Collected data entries
- - - -
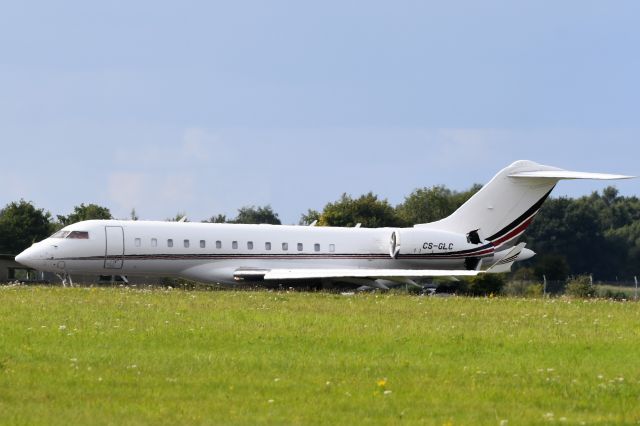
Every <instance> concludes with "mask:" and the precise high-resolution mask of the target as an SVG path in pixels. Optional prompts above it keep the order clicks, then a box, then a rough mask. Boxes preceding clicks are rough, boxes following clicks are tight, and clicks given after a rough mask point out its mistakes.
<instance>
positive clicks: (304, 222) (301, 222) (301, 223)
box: [298, 209, 320, 225]
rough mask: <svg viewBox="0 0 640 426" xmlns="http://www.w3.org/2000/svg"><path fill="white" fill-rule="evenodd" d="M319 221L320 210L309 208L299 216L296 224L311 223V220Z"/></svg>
mask: <svg viewBox="0 0 640 426" xmlns="http://www.w3.org/2000/svg"><path fill="white" fill-rule="evenodd" d="M319 221H320V212H319V211H317V210H313V209H309V210H307V212H306V213H304V214H303V215H302V216H300V221H299V222H298V225H311V224H312V223H313V222H319Z"/></svg>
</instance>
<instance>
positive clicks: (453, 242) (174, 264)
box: [18, 220, 494, 284]
mask: <svg viewBox="0 0 640 426" xmlns="http://www.w3.org/2000/svg"><path fill="white" fill-rule="evenodd" d="M493 253H494V248H493V246H491V244H490V243H489V244H487V243H486V242H485V243H479V244H473V243H469V242H468V241H467V237H466V236H465V235H461V234H456V233H451V232H445V231H438V230H419V229H414V228H375V229H367V228H335V227H310V226H285V225H236V224H212V223H191V222H185V223H179V222H152V221H117V220H108V221H105V220H92V221H85V222H79V223H76V224H73V225H70V226H68V227H66V228H64V229H63V230H62V231H60V232H58V233H56V234H54V235H53V236H51V237H49V238H47V239H45V240H43V241H41V242H39V243H36V244H34V245H33V246H32V247H31V248H29V249H27V250H26V251H25V252H24V253H22V254H21V255H20V256H19V258H18V261H19V262H21V263H24V264H27V265H29V266H31V267H33V268H36V269H38V270H43V271H50V272H56V273H65V274H87V273H99V274H104V275H162V276H179V277H184V278H188V279H193V280H197V281H203V282H217V283H226V284H234V283H237V282H238V280H239V279H241V278H242V277H239V276H238V275H237V274H236V272H237V271H238V270H243V271H247V270H261V269H264V270H268V269H273V268H300V269H305V268H314V269H322V268H374V269H452V270H453V269H465V260H466V259H469V258H474V259H480V258H487V257H489V258H490V257H492V256H493Z"/></svg>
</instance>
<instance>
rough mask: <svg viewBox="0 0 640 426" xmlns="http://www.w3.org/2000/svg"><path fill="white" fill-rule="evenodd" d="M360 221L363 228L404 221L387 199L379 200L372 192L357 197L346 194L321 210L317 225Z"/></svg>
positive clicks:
- - - -
Copy out everything from the start of the items down through the line containing "box: [298, 209, 320, 225]", including that line, and leave the pictures out of your answer.

Every <instance> concludes with "mask:" and the precise high-resolution mask of the target as an SVG path in pixels. Optional prompts above it keep the order clicks, then a box, then a rough mask. Boxes preceding clicks are rough, boxes following clicks are tight, and clicks given after a rough mask point out its mistakes.
<instance>
positive clicks: (304, 222) (301, 222) (301, 223)
box: [298, 209, 320, 225]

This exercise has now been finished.